(Outline records)
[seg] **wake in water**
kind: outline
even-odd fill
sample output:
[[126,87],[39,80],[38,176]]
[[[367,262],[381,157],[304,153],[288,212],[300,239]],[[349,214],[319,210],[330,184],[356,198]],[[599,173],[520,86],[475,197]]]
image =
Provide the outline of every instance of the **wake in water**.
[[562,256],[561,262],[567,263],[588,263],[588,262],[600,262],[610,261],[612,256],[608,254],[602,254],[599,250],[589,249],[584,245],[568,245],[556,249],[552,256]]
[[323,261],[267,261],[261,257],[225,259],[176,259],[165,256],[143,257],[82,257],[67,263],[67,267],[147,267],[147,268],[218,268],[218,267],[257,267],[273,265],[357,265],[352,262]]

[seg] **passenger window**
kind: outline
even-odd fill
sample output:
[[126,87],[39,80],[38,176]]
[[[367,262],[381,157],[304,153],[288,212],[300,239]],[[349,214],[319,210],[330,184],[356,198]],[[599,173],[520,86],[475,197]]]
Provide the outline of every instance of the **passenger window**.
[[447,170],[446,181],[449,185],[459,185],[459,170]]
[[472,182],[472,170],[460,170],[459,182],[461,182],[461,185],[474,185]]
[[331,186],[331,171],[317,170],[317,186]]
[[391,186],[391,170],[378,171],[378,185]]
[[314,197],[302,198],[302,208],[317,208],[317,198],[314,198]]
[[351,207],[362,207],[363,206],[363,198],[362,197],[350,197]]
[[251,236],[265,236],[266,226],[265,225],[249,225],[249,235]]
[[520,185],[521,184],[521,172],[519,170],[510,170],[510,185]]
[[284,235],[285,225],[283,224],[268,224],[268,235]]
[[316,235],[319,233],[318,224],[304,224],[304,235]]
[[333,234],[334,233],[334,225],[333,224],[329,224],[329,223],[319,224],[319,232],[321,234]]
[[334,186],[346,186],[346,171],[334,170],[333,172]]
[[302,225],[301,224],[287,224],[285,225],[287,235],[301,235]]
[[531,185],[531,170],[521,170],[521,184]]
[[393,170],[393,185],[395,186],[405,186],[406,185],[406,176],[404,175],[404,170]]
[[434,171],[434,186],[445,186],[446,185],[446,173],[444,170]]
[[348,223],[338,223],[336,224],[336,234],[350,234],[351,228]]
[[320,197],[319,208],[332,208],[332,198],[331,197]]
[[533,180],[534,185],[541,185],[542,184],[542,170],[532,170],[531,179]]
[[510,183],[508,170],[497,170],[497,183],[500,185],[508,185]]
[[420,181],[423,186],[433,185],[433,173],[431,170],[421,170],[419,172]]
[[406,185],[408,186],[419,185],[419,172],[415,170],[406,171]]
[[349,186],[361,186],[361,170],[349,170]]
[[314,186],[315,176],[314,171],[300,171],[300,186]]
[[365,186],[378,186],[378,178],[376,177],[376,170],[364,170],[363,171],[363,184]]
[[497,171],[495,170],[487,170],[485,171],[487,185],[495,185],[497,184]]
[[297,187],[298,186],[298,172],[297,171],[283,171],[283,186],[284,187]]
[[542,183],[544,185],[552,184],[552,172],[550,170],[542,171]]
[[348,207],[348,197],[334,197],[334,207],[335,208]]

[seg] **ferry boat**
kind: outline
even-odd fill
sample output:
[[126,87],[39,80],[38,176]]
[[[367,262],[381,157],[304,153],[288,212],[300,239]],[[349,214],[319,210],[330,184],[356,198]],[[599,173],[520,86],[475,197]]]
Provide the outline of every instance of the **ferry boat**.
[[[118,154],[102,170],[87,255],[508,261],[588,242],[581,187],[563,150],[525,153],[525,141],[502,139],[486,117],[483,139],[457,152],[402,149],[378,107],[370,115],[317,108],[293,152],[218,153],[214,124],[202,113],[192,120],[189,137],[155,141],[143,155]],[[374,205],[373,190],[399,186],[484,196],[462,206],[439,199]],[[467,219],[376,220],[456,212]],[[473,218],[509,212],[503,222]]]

_THE PROBLEM:_ Exactly as shown, repeat every record.

_RESULT:_
[seg] **wake in water**
kind: outline
even-odd fill
sample output:
[[126,87],[39,80],[38,176]]
[[[367,262],[381,157],[304,153],[288,212],[300,239]],[[349,214],[319,210],[330,184],[356,198]],[[599,173],[520,86],[475,197]]]
image =
Provide the outline of every instance of the **wake in water**.
[[562,256],[561,262],[567,263],[588,263],[588,262],[600,262],[610,261],[612,256],[608,254],[602,254],[599,250],[589,249],[584,245],[568,245],[556,249],[552,256]]
[[323,261],[267,261],[261,257],[225,259],[176,259],[165,256],[143,257],[82,257],[67,263],[67,267],[147,267],[147,268],[218,268],[218,267],[257,267],[273,265],[357,265],[352,262]]

[seg] **passenger window**
kind: outline
even-odd fill
sample output:
[[126,87],[39,80],[38,176]]
[[[367,262],[381,157],[304,153],[288,212],[300,239]],[[349,214],[319,210],[330,184],[356,198]],[[599,173],[520,86],[475,197]]]
Provide the outline of every instance of the **passenger window**.
[[447,170],[446,181],[449,185],[459,185],[459,170]]
[[472,182],[472,170],[460,170],[459,182],[461,182],[461,185],[474,185]]
[[331,186],[331,171],[317,170],[317,186]]
[[391,186],[391,170],[378,171],[378,185]]
[[314,197],[302,198],[302,208],[317,208],[317,198],[314,198]]
[[351,207],[362,207],[363,206],[363,198],[362,197],[350,197]]
[[251,236],[265,236],[266,226],[265,225],[249,225],[249,235]]
[[520,185],[521,184],[521,172],[519,170],[510,170],[510,185]]
[[284,235],[285,225],[283,224],[268,224],[268,235]]
[[316,235],[319,233],[318,224],[304,224],[304,235]]
[[333,234],[334,233],[334,225],[333,224],[329,224],[329,223],[319,224],[319,232],[321,234]]
[[334,186],[346,186],[346,171],[334,170],[333,172]]
[[302,225],[301,224],[287,224],[285,225],[287,235],[301,235]]
[[531,185],[531,170],[521,170],[521,184]]
[[393,170],[393,185],[395,186],[405,186],[406,185],[406,176],[404,175],[404,170]]
[[434,171],[434,186],[445,186],[446,185],[446,173],[444,170]]
[[348,223],[338,223],[336,224],[336,234],[350,234],[351,228]]
[[320,197],[319,208],[332,208],[332,198],[331,197]]
[[533,180],[534,185],[541,185],[542,184],[542,170],[532,170],[531,179]]
[[510,183],[508,170],[497,170],[497,183],[500,185],[508,185]]
[[420,181],[423,186],[433,185],[433,173],[431,170],[421,170],[419,172]]
[[406,185],[408,186],[419,185],[419,172],[415,170],[406,171]]
[[349,186],[361,186],[361,170],[349,170]]
[[314,186],[315,176],[314,171],[300,171],[300,186]]
[[365,186],[378,186],[378,178],[376,177],[376,170],[364,170],[363,171],[363,184]]
[[497,171],[495,170],[487,170],[485,171],[487,185],[495,185],[497,184]]
[[297,187],[298,186],[298,172],[297,171],[283,171],[283,186],[284,187]]
[[542,183],[544,185],[552,184],[552,172],[550,170],[542,171]]
[[348,207],[348,197],[334,197],[334,207],[335,208]]

[seg] **ferry boat**
kind: outline
even-odd fill
sample output:
[[126,87],[39,80],[38,176]]
[[[367,262],[381,157],[304,153],[288,212],[300,239]],[[349,214],[319,210],[330,184],[356,198]],[[599,173],[520,86],[475,197]]]
Provide the outline of every instance of the **ferry boat**.
[[[118,154],[102,170],[87,255],[508,261],[588,242],[581,187],[563,150],[525,153],[525,141],[502,139],[486,117],[483,139],[457,152],[402,149],[378,107],[370,115],[317,108],[293,152],[218,153],[214,124],[202,113],[192,120],[189,137],[155,141],[143,155]],[[374,205],[373,190],[399,186],[484,196],[462,206],[439,199]],[[467,219],[376,220],[456,212]],[[473,218],[509,212],[503,222]]]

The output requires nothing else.